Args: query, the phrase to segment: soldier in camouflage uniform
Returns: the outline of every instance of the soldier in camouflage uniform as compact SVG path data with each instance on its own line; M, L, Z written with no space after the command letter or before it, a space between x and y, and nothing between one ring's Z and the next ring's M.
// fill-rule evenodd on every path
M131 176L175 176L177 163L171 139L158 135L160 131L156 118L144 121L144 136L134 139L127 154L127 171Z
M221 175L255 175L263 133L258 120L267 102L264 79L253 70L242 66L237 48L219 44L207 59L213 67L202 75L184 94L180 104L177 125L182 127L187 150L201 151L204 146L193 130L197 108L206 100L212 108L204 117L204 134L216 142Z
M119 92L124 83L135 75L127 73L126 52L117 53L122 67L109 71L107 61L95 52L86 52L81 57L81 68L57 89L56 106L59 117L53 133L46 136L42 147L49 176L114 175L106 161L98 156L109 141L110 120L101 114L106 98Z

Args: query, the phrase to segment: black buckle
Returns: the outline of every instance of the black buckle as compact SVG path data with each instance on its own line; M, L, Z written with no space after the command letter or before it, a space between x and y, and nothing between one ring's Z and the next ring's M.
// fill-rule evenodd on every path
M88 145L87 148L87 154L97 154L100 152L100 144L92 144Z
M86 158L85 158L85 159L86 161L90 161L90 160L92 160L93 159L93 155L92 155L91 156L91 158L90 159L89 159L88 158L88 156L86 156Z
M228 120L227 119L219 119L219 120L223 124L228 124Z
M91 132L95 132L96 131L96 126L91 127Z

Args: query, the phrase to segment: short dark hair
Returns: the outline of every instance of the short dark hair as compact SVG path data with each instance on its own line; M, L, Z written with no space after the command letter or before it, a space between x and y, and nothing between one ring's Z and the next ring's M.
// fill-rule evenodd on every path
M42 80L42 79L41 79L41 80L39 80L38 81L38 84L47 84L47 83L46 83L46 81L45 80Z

▶ **WORK REQUIRED**
Convert the entries above into a two-column CSV with the header row "query_text,outline_paths", one row per entry. Put each entry's text and its answer in their own double-quoted field, and replace line breaks within either field with spaces.

▶ **SOLUTION FOR THIS PROBLEM**
query_text,outline_paths
"Args: query, the phrase to segment: soldier in camouflage uniform Returns: the outline of every instance of the soldier in camouflage uniform as compact SVG path data with each instance on its own line; M, L, Z written with no space after the command letter or before it, a space between x and y, and nothing between one ring's Z and the next ring's M. // fill-rule evenodd on every path","M131 176L175 176L177 163L171 139L158 135L160 131L156 118L144 121L144 136L134 139L127 154L127 171Z M221 175L255 175L263 133L258 120L267 102L264 79L253 70L242 66L237 48L219 44L207 59L213 67L202 75L184 94L180 104L177 125L182 127L187 150L201 151L204 146L193 130L197 108L206 100L212 108L204 117L204 134L216 142Z M119 92L124 83L135 75L127 73L126 52L117 53L122 67L109 71L107 61L95 52L86 52L81 57L81 68L57 89L56 106L59 117L53 133L46 136L42 147L49 176L114 175L106 161L98 156L109 141L110 120L101 114L106 98Z"
"Args: query, the phrase to segment: black buckle Returns: the outline of every instance of the black buckle as compact SVG path data with each instance on its own line; M, L, Z written with no space after the command letter or before it, a space between x and y, and nothing between one ring's Z and the next ring's M. // fill-rule evenodd on every path","M88 145L87 148L87 154L97 154L100 152L100 144L92 144Z M86 158L85 158L85 159L86 161L90 161L90 160L92 160L93 159L93 155L92 155L91 156L91 158L90 159L89 159L88 158L88 156L86 156Z M228 120L227 119L219 119L219 120L223 124L228 124Z M91 132L95 132L96 131L96 126L91 127Z"
"Args: query, the phrase to segment: short dark hair Returns: the outline of every instance of the short dark hair as compact SVG path data with each instance on its own line; M, L, Z written with no space after the command letter or before it, a space between x and y, and nothing between one ring's Z and the next ring's M. // fill-rule evenodd on every path","M42 80L42 79L41 79L41 80L39 80L38 81L38 84L47 84L47 83L46 83L46 81L45 80Z"